### Exercise inputs

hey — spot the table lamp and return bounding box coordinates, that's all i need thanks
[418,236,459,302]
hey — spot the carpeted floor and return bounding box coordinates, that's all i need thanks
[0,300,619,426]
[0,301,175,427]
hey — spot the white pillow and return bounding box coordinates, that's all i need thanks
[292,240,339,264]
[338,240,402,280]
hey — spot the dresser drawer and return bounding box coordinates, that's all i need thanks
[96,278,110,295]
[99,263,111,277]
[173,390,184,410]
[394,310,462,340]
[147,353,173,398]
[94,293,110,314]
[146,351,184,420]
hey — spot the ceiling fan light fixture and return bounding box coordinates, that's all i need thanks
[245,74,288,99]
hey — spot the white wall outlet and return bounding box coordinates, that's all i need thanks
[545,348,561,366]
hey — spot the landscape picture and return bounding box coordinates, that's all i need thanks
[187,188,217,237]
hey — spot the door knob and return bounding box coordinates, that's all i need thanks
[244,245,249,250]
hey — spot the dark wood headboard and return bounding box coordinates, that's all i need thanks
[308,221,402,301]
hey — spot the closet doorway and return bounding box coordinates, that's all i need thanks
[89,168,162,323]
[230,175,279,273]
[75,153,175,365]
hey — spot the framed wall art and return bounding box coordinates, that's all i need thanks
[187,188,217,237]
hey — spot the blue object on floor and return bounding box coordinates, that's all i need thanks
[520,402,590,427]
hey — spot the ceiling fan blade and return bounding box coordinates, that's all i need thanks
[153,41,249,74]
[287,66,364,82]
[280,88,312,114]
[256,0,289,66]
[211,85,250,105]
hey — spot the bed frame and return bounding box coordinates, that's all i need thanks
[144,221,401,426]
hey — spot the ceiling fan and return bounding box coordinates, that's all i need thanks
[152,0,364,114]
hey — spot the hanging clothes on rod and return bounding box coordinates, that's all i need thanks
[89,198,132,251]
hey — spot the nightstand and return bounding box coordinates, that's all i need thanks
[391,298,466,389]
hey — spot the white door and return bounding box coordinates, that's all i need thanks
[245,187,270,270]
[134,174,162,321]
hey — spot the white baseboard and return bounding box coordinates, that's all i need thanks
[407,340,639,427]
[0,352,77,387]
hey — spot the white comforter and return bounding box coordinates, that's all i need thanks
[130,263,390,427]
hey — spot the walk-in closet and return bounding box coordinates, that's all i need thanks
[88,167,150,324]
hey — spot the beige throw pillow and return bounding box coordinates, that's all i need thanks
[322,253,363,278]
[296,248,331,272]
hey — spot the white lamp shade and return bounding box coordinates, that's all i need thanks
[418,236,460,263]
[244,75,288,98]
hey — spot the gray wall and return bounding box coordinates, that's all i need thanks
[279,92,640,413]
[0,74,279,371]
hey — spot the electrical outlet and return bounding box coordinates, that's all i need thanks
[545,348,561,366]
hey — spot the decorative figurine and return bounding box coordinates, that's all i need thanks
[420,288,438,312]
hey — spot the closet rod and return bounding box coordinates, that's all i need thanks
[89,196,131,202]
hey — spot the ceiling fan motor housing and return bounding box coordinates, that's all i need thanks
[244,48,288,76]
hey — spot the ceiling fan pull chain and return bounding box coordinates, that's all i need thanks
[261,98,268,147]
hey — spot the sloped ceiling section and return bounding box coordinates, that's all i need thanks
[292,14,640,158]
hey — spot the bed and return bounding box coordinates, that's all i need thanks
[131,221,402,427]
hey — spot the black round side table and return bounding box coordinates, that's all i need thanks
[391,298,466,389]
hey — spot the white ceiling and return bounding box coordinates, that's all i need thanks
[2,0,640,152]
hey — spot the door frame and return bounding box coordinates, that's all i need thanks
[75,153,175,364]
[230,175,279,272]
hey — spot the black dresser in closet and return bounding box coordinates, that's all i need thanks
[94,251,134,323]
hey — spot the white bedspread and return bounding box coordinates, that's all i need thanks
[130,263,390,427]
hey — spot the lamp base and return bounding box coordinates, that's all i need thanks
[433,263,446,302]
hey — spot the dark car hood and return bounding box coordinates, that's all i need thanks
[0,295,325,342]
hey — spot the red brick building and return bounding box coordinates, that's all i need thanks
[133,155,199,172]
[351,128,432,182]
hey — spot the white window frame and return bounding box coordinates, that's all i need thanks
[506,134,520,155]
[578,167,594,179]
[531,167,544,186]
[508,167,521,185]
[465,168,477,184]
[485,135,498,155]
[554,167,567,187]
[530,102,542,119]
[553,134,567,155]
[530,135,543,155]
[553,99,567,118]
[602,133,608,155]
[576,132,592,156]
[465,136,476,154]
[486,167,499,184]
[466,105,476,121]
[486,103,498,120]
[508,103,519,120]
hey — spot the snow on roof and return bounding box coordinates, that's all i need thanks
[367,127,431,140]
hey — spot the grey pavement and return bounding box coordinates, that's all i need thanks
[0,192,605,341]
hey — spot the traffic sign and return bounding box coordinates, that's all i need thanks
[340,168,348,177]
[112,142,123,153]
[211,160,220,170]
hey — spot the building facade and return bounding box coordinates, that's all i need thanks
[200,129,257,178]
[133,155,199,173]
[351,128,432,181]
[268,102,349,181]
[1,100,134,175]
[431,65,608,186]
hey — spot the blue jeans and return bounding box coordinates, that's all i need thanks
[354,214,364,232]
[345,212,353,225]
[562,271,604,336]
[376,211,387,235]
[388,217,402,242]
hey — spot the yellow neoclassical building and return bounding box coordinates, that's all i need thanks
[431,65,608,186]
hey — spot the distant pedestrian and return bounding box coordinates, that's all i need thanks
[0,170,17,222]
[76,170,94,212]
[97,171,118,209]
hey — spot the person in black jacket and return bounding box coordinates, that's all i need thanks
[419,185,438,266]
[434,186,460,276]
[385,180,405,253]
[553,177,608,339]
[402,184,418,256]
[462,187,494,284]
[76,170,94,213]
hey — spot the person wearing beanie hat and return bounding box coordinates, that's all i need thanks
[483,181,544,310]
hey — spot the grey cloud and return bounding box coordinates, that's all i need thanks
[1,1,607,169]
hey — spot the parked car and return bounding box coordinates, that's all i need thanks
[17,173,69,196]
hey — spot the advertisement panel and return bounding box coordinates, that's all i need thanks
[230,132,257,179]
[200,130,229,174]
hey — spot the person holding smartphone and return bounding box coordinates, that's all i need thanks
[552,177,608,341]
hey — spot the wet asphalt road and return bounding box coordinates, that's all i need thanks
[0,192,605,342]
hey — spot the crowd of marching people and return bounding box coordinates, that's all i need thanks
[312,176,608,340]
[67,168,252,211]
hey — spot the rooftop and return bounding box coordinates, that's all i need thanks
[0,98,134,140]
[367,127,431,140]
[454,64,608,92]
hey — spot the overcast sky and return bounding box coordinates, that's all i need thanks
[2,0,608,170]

######

Assignment: Output all of the entries without altering a single word.

Result of the exercise:
hey — spot the table lamp and return bounding box coordinates, that's all i need thanks
[418,236,459,302]
hey — spot the carpeted floor and return bounding box coordinates, that's all i need thanks
[0,300,619,426]
[0,301,175,427]
hey — spot the white pillow and return bounding box coordinates, that's all i need thanks
[292,240,339,264]
[338,240,402,280]
hey — spot the dresser drawer and return bounding box coordinates, that's all i need thanks
[96,278,110,295]
[99,263,111,277]
[173,390,184,410]
[394,310,462,340]
[147,353,173,398]
[94,293,110,314]
[146,351,184,420]
hey — spot the ceiling fan light fixture and return bounding box coordinates, that's all i need thanks
[245,74,288,99]
hey — spot the white wall outlet and return bounding box coordinates, that's all i need thanks
[545,348,561,366]
hey — spot the landscape picture and return bounding box coordinates, that's all i need thanks
[187,188,217,237]
hey — spot the door knob and return bounding box coordinates, that's all i need thanks
[244,245,249,250]
hey — spot the dark wood headboard and return bounding box coordinates, that's all i need thanks
[308,221,402,301]
hey — spot the closet doorway and return bounding box coordinates, that's all i need thanks
[89,168,162,323]
[230,175,279,273]
[75,153,175,365]
hey — spot the framed wall art and return bounding box coordinates, that's all i need thanks
[187,188,217,237]
hey — spot the blue object on floor and return bounding box coordinates, that's all i need thanks
[520,402,590,427]
hey — spot the ceiling fan blade and return bounding box coordinates, that's all i need thanks
[153,41,249,74]
[287,66,364,82]
[280,88,312,114]
[256,0,289,66]
[211,85,250,105]
hey — spot the bed frame and return bounding box coordinates, that's all i need thanks
[144,221,401,426]
hey — spot the ceiling fan and return bounding box coordinates, that's all i need thanks
[152,0,364,114]
hey — spot the hanging clothes on rod and return bounding box coordinates, that's all i need thanks
[89,198,132,251]
hey — spot the nightstand and return bounding box coordinates, that's all i need thanks
[391,298,466,389]
hey — spot the white door and return bounding box coordinates, that's all i need thanks
[245,187,270,270]
[134,174,162,321]
hey — spot the white baseboard and return bounding box coordinates, that's all i need thanks
[407,340,639,427]
[0,352,77,387]
hey — spot the white comforter and return bounding box coordinates, that's all i need thanks
[130,263,390,427]
hey — spot the walk-in closet and return bounding box coordinates, that's all i need thanks
[88,167,150,324]
hey — spot the beige throw pillow and return bounding box coordinates, that's all i need thanks
[322,253,363,278]
[296,248,331,272]
hey — spot the white lamp shade and return bounding box coordinates, that's all i need thanks
[418,236,460,263]
[244,75,288,98]
hey — spot the gray wall and return bounding box coordinates, that's all i need thanks
[279,92,640,413]
[0,74,279,371]
hey — spot the electrical outlet and return bounding box coordinates, that's all i need thanks
[545,348,561,366]
hey — spot the decorative figurine and return bounding box coordinates, that's all i need thanks
[420,288,438,312]
hey — spot the closet rod and return bounding box coordinates, that's all i need thanks
[89,196,131,202]
hey — spot the ceiling fan motor housing and return bounding box coordinates, that's all i need thanks
[244,48,288,76]
hey — spot the ceiling fan pull chain and return bounding box coordinates, that's all i need thanks
[261,98,268,147]
hey — spot the sloped ceiling section and return bounding box coordinates, that's all i need thanks
[292,14,640,158]
hey — spot the bed and return bounding box coordinates, that's all i need thanks
[131,221,402,427]
hey — spot the black round side table and return bounding box coordinates, that's all i need thanks
[391,298,466,389]
hey — spot the white ceiling and return bounding box coordinates, that's all i need thanks
[2,0,640,152]
hey — spot the door frame and return bounding box coordinates, that's all i need thanks
[75,153,175,364]
[230,175,279,272]
hey — spot the black dresser in closet and return bounding box coordinates, that's all i need thanks
[94,251,134,323]
hey — spot the white bedspread and return bounding box coordinates, that's all i need thanks
[130,263,390,427]
hey — spot the lamp base and return bounding box coordinates, that's all i need thanks
[433,263,446,302]
hey — spot the dark car hood and return bounding box coordinates, that's all i need thanks
[0,295,325,342]
hey — spot the red brick building and return bounding box coordinates, that's all i need thanks
[133,155,199,172]
[351,128,432,182]
hey — spot the white window frame and return bounding box coordinates, that's all i need thanks
[506,134,520,155]
[578,167,594,179]
[531,167,544,186]
[508,167,521,185]
[465,168,477,184]
[485,135,498,155]
[554,167,567,187]
[530,102,542,119]
[553,134,567,155]
[530,135,543,155]
[553,99,567,118]
[602,133,608,155]
[576,132,592,156]
[465,136,476,154]
[486,167,499,184]
[466,105,476,121]
[486,103,498,120]
[508,103,519,120]
hey — spot the snow on roof and return bounding box coordinates, that's all i need thanks
[367,127,431,140]
hey — spot the grey pavement and return bounding box coordinates, that's all i need thanks
[0,192,605,341]
hey — spot the traffic sign and return bounding box coordinates, that's all i need thanks
[340,168,348,177]
[112,142,123,153]
[211,160,220,170]
hey — spot the building facade and return bounding box coordinates, that's all i need thanks
[200,129,257,178]
[133,155,199,173]
[351,128,432,181]
[268,102,349,181]
[1,100,134,175]
[431,65,608,186]
hey — spot the blue jeans and return bounding box coordinates, that's all i need thanks
[354,214,364,232]
[345,212,353,225]
[562,271,604,336]
[376,211,387,235]
[388,217,402,242]
hey — spot the yellow neoclassical building and return bounding box coordinates, that's all i need thanks
[431,65,608,186]
hey — spot the distant pedestrian and return bounding box coordinates, that's all i need thanks
[0,170,17,222]
[76,170,94,212]
[97,171,118,209]
hey — spot the person in black jacket and return bounding box coordinates, that's all i need thanks
[419,185,438,266]
[434,186,460,276]
[385,180,405,253]
[553,177,608,339]
[402,184,418,256]
[462,187,494,284]
[76,170,94,213]
hey — spot the person wearing beanie hat and return bounding box coordinates, that's all i need thanks
[483,181,544,310]
hey — spot the grey cloud and return bounding box coordinates, that's all i need thanks
[1,1,607,169]
hey — spot the parked car and return bounding box coordinates, that's all i need thanks
[17,173,69,196]
hey — spot the advertisement panel and return bounding box coordinates, that's all i need thanks
[230,132,257,179]
[200,130,229,174]
hey — spot the person holding smartphone and return bounding box coordinates, that's all i need thanks
[552,177,608,341]
hey — spot the wet asphalt road and return bounding box coordinates, that's all i need thanks
[0,192,605,342]
hey — spot the crowd of marching people and return bounding box coordinates, that's all i need thanks
[312,176,608,340]
[67,168,252,211]
hey — spot the rooftop and return bounding box coordinates, that's all i need thanks
[0,98,134,140]
[367,127,431,140]
[454,64,608,92]
hey — spot the overcast sky and return bounding box coordinates, that's all i need thanks
[2,0,608,170]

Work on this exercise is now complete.